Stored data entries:

---*---

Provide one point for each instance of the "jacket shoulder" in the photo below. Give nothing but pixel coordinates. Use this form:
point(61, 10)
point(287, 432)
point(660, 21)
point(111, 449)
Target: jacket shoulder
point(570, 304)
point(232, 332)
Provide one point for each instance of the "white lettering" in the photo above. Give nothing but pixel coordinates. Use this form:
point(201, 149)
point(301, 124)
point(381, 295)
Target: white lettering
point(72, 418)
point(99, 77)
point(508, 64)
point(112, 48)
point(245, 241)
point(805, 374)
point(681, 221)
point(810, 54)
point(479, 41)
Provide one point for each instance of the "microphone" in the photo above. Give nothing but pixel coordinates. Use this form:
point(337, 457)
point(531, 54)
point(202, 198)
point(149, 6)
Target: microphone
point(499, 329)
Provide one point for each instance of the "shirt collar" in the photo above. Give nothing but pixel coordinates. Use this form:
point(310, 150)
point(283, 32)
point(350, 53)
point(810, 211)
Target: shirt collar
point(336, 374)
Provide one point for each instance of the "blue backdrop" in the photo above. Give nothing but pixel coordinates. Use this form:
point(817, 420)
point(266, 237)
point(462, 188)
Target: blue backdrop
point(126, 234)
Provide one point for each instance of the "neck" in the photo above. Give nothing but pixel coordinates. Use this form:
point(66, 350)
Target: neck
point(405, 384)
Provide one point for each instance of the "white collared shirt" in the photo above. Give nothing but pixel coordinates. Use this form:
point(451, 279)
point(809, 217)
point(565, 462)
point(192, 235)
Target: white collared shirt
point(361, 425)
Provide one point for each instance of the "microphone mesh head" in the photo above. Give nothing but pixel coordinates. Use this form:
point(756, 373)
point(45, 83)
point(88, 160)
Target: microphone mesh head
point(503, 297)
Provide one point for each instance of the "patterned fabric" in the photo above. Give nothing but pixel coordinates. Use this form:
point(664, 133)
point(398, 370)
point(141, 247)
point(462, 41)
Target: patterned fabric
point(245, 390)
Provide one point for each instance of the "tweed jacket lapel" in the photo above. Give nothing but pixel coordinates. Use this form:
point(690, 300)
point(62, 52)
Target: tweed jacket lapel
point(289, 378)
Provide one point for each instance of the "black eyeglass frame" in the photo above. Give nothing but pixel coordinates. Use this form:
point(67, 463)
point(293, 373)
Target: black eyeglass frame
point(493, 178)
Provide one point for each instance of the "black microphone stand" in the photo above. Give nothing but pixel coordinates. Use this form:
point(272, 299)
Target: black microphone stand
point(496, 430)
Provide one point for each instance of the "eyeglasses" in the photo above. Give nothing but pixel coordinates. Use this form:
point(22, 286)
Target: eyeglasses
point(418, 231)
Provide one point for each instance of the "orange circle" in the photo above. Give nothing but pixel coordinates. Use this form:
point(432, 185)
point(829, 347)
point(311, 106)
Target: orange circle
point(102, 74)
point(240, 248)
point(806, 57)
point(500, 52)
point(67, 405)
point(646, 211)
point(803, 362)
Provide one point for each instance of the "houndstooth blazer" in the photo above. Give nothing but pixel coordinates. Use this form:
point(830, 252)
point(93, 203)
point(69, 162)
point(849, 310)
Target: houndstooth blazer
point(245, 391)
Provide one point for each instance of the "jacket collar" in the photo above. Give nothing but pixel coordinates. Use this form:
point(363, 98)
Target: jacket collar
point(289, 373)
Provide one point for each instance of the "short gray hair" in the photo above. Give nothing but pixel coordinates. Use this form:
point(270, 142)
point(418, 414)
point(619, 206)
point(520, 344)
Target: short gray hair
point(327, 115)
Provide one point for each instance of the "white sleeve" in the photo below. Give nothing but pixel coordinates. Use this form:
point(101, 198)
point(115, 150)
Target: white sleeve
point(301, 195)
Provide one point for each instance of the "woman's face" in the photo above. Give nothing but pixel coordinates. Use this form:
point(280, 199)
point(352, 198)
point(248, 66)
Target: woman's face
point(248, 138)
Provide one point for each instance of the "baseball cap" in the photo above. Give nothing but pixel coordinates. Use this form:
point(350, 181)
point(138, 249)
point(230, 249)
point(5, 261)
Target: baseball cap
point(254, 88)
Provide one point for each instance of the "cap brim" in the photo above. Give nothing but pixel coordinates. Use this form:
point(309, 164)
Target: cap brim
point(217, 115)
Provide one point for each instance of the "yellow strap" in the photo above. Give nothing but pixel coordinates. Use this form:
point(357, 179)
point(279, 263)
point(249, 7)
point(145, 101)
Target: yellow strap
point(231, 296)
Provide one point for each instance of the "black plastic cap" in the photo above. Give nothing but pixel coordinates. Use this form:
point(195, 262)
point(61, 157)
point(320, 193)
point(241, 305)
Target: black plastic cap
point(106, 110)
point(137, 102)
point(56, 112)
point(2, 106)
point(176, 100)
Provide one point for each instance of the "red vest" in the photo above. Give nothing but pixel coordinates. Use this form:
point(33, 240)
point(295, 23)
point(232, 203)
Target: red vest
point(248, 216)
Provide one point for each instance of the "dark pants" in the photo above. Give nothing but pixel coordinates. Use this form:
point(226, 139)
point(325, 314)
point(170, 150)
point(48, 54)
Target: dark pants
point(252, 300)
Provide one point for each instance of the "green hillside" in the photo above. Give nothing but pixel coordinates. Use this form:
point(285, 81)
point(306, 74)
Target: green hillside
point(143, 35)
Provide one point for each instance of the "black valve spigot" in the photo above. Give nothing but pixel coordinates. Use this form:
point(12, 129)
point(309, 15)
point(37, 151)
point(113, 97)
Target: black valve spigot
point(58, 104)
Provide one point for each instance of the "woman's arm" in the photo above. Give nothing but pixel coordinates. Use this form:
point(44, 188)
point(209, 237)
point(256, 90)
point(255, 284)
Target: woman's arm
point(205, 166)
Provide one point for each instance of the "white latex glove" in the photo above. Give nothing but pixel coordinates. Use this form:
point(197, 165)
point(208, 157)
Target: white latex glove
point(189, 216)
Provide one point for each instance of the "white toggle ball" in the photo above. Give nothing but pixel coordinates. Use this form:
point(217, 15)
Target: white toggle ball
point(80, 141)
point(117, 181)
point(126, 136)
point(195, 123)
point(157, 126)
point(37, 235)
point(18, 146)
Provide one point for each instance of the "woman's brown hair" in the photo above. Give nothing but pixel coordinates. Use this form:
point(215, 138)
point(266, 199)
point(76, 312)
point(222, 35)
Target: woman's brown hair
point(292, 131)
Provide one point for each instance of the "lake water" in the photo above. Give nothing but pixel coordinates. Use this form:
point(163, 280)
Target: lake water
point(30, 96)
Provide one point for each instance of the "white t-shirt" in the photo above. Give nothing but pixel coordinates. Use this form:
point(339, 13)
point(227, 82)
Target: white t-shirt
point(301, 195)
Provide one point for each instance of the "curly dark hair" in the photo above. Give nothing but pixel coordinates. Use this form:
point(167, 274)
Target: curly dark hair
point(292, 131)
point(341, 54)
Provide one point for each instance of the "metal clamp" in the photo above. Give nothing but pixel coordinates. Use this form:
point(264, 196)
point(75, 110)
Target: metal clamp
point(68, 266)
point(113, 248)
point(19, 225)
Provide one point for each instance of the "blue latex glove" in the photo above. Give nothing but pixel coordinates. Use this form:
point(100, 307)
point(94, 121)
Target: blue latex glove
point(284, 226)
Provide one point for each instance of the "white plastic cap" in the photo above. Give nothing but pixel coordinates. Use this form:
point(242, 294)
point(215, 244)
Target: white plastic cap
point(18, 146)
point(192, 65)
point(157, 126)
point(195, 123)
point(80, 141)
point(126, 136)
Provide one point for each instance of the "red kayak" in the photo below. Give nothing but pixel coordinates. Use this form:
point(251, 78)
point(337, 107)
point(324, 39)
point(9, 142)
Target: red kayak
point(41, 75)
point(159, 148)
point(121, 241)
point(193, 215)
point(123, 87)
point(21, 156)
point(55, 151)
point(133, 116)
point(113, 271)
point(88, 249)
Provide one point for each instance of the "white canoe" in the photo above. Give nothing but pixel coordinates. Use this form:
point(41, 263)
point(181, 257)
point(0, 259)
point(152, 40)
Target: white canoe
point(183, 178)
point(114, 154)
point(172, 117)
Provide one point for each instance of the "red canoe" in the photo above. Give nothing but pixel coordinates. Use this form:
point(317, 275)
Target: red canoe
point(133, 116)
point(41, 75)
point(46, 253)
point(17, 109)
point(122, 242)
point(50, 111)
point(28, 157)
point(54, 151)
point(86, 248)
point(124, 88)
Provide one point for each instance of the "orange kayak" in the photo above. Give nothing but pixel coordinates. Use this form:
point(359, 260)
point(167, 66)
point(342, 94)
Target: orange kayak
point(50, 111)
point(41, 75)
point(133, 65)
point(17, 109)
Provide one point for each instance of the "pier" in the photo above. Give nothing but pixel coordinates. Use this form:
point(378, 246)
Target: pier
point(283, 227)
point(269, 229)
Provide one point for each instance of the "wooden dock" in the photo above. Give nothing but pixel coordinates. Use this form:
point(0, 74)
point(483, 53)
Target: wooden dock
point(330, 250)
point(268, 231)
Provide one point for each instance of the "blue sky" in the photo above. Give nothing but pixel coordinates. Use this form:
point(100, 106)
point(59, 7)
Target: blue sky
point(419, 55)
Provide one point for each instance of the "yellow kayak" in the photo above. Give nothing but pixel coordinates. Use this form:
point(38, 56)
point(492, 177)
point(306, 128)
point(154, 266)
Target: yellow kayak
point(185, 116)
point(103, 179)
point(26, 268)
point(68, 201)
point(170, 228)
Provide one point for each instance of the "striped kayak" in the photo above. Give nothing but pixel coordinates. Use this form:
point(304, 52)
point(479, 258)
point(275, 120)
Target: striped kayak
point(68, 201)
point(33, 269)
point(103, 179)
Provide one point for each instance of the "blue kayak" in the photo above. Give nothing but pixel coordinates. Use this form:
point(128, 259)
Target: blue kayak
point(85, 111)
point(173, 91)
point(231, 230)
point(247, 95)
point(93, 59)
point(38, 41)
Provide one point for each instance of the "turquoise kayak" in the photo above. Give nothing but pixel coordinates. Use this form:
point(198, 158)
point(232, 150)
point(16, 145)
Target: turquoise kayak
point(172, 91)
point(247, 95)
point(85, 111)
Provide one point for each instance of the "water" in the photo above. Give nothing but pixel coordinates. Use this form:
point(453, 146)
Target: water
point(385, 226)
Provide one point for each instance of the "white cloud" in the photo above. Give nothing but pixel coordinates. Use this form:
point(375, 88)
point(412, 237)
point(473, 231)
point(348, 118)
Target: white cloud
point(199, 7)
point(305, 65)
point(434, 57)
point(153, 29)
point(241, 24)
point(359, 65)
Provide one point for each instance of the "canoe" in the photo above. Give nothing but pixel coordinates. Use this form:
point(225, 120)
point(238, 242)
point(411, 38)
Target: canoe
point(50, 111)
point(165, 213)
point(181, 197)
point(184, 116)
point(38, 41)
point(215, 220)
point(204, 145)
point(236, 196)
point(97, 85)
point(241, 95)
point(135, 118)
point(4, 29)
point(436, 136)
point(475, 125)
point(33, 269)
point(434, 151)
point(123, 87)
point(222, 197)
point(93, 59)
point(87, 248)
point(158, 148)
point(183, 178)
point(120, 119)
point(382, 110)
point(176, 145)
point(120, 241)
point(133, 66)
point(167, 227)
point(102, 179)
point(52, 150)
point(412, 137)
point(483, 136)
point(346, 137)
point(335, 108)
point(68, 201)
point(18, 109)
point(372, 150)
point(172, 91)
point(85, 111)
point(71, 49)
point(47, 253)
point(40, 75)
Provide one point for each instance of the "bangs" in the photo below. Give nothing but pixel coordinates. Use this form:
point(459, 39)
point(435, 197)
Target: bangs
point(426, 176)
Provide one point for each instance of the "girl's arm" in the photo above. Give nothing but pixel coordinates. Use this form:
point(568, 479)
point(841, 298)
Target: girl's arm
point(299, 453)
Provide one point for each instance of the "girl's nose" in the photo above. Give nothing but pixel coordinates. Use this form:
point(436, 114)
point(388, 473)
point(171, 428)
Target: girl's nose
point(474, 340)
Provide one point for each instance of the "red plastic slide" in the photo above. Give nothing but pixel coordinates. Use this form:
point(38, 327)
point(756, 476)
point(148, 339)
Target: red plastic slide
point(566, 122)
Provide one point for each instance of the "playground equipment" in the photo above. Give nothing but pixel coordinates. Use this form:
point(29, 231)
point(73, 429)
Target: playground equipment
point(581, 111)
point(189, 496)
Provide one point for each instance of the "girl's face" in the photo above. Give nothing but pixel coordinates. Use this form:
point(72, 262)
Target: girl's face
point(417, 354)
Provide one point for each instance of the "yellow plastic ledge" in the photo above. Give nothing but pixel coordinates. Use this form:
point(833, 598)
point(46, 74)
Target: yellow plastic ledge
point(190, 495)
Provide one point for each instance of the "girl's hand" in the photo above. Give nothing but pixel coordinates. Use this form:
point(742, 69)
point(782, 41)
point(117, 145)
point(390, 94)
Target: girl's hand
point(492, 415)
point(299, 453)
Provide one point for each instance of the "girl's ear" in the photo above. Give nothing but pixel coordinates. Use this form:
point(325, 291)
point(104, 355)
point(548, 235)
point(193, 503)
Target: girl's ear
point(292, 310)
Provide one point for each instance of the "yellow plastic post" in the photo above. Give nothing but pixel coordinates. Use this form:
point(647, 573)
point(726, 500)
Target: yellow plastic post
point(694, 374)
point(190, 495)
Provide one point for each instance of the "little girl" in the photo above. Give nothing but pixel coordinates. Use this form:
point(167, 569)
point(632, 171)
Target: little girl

---*---

TASK OBJECTIVE: Repeat word for word the part of the entries that opens with their first line and closes with the line containing "point(499, 329)", including both of those lines.

COMPLETED EXERCISE:
Provide one point for each instance of the "jacket shoulder" in the photo below. Give nothing but pixel coordinates. Use this form:
point(61, 10)
point(287, 432)
point(660, 21)
point(111, 449)
Target: jacket shoulder
point(570, 304)
point(232, 332)
Provide one point for each instance of the "white lettering" in the photo above. Give nothing but pixel coordinates. Use this form:
point(201, 149)
point(301, 124)
point(381, 295)
Target: white lettering
point(72, 418)
point(99, 77)
point(508, 64)
point(112, 48)
point(245, 241)
point(805, 374)
point(681, 221)
point(810, 54)
point(479, 41)
Provide one point for each instance of the "microphone" in the photo above. Give nothing but pixel coordinates. Use this form:
point(337, 457)
point(531, 54)
point(202, 198)
point(149, 6)
Target: microphone
point(499, 329)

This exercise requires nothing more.